=== Problem to solve ===
What follows is a listing; give it again exactly, in its entirety.

====== Source material ======

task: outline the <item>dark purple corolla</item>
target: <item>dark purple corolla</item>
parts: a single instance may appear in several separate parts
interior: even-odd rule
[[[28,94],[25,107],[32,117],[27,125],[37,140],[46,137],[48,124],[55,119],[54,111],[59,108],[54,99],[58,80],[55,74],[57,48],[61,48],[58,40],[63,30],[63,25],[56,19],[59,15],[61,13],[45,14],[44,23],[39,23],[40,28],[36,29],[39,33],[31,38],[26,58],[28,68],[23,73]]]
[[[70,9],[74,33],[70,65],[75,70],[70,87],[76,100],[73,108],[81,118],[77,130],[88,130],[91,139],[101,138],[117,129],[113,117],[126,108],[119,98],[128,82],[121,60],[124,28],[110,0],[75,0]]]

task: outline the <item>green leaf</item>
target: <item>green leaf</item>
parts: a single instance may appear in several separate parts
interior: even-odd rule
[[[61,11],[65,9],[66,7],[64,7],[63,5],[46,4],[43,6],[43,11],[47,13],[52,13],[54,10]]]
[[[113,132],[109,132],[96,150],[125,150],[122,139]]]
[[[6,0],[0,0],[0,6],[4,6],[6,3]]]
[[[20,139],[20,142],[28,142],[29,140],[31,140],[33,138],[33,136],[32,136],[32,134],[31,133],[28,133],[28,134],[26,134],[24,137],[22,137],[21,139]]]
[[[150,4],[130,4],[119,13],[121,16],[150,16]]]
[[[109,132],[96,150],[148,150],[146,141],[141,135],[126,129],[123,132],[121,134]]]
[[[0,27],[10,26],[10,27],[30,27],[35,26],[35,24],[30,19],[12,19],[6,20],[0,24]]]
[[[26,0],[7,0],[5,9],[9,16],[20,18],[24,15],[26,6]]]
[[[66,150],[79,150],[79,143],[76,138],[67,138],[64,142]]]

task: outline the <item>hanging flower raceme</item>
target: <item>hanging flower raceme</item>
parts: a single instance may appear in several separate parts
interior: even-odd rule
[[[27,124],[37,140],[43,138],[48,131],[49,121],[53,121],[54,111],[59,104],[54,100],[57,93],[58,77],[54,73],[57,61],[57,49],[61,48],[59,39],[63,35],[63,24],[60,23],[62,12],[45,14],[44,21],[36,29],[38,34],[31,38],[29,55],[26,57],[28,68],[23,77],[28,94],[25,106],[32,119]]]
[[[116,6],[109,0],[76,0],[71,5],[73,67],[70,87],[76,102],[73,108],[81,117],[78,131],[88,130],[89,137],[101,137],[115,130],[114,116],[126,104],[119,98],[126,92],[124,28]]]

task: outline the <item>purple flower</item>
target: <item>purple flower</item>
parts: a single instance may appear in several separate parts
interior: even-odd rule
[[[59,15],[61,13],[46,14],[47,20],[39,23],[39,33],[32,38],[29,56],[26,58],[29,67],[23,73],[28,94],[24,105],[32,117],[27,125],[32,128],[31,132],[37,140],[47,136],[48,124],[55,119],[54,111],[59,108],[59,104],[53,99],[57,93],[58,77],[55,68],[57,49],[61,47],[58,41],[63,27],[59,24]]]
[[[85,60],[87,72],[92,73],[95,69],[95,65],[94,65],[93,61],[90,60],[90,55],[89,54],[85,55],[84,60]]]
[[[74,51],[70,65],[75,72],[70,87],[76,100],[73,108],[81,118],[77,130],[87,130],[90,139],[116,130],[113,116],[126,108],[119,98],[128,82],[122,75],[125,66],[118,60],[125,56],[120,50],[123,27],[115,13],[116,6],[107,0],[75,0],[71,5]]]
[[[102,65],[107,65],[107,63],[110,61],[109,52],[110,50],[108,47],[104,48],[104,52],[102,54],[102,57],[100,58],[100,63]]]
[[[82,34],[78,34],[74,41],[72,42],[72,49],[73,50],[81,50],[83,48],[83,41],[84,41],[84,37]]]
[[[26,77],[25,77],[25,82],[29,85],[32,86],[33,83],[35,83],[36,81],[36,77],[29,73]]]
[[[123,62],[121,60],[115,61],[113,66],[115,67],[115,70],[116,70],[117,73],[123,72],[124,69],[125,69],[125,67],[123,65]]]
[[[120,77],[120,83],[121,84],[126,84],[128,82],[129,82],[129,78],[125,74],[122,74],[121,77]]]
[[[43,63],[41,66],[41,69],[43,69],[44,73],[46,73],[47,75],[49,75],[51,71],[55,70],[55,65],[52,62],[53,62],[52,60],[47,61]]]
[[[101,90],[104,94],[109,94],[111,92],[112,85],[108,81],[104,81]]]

======

=== Answer for the task ===
task: outline the <item>dark purple corolla</item>
target: <item>dark purple corolla</item>
parts: a single instance may appear in several separate parts
interior: even-odd rule
[[[28,94],[25,107],[32,117],[27,125],[37,140],[46,137],[48,124],[55,119],[54,111],[59,108],[54,99],[58,80],[55,74],[57,48],[61,48],[58,40],[63,30],[63,25],[56,19],[59,15],[61,13],[45,14],[44,23],[39,23],[40,28],[36,29],[39,33],[31,38],[26,58],[28,68],[23,73]]]
[[[70,9],[74,33],[70,65],[75,70],[70,87],[76,100],[73,108],[81,118],[77,130],[88,130],[91,139],[101,138],[117,129],[113,117],[126,108],[119,98],[128,82],[121,60],[124,28],[110,0],[75,0]]]

task: outline the <item>green leaf</item>
target: <item>green leaf</item>
parts: a single instance may appear in several separate parts
interior: even-odd rule
[[[61,11],[65,9],[66,7],[64,7],[63,5],[46,4],[43,6],[43,11],[47,13],[52,13],[54,10]]]
[[[113,132],[109,132],[96,150],[125,150],[122,139]]]
[[[6,0],[0,0],[0,6],[4,6],[6,3]]]
[[[20,139],[20,142],[28,142],[29,140],[31,140],[33,138],[33,136],[32,136],[32,134],[31,133],[28,133],[28,134],[26,134],[24,137],[22,137],[21,139]]]
[[[150,4],[130,4],[119,13],[121,16],[150,16]]]
[[[109,132],[96,150],[148,150],[146,141],[141,135],[126,129],[123,132],[121,134]]]
[[[0,27],[10,26],[10,27],[30,27],[35,26],[35,24],[30,19],[12,19],[6,20],[0,24]]]
[[[26,0],[7,0],[5,9],[9,16],[20,18],[24,15],[26,6]]]
[[[66,150],[79,150],[79,143],[76,138],[67,138],[64,142]]]

task: outline the <item>hanging flower raceme</item>
target: <item>hanging flower raceme</item>
parts: a single instance may appear in several separate parts
interior: even-odd rule
[[[27,124],[37,140],[43,138],[48,131],[49,121],[53,121],[54,111],[59,104],[54,100],[57,93],[58,77],[54,73],[57,61],[57,49],[61,48],[59,39],[63,35],[63,24],[60,23],[62,12],[45,14],[44,21],[36,29],[38,34],[31,38],[29,55],[26,57],[28,68],[23,77],[28,94],[25,106],[32,119]]]
[[[116,6],[109,0],[76,0],[71,5],[73,67],[70,87],[76,102],[73,108],[81,117],[78,131],[88,130],[89,137],[101,137],[115,130],[114,116],[126,104],[119,98],[126,92],[124,28]]]

task: outline the <item>purple flower</item>
target: <item>purple flower</item>
parts: a single instance may appear in several separate parts
interior: even-odd rule
[[[59,15],[61,13],[46,14],[47,20],[39,23],[39,33],[32,38],[29,56],[26,58],[29,67],[23,73],[28,94],[24,105],[32,117],[27,125],[32,128],[31,132],[37,140],[47,136],[48,124],[55,119],[54,111],[59,108],[59,104],[53,99],[57,93],[58,77],[55,68],[57,49],[61,47],[58,41],[63,27],[59,24]]]
[[[85,60],[87,72],[92,73],[95,69],[95,65],[94,65],[93,61],[90,60],[90,55],[89,54],[85,55],[84,60]]]
[[[74,51],[70,65],[75,72],[70,87],[76,100],[73,108],[81,118],[77,130],[87,130],[90,139],[116,130],[113,116],[126,108],[119,98],[128,82],[122,75],[125,66],[118,60],[125,56],[120,50],[123,27],[115,13],[116,6],[107,0],[75,0],[71,5]]]
[[[102,65],[107,65],[107,63],[110,61],[109,52],[110,50],[108,47],[104,48],[104,52],[102,54],[102,57],[100,58],[100,63]]]
[[[82,34],[78,34],[74,41],[72,42],[72,49],[73,50],[81,50],[83,48],[83,41],[84,41],[84,37]]]
[[[26,77],[25,77],[25,82],[29,85],[32,86],[33,83],[35,83],[36,81],[36,77],[29,73]]]
[[[123,62],[121,60],[115,61],[113,66],[115,67],[115,70],[116,70],[117,73],[123,72],[124,69],[125,69],[125,67],[123,65]]]
[[[120,77],[120,83],[121,84],[126,84],[128,82],[129,82],[129,78],[125,74],[122,74],[121,77]]]
[[[43,63],[41,66],[41,69],[43,69],[44,73],[46,73],[47,75],[49,75],[51,71],[55,70],[55,65],[52,62],[53,62],[52,60],[47,61]]]
[[[101,90],[104,94],[109,94],[111,92],[112,85],[108,81],[104,81]]]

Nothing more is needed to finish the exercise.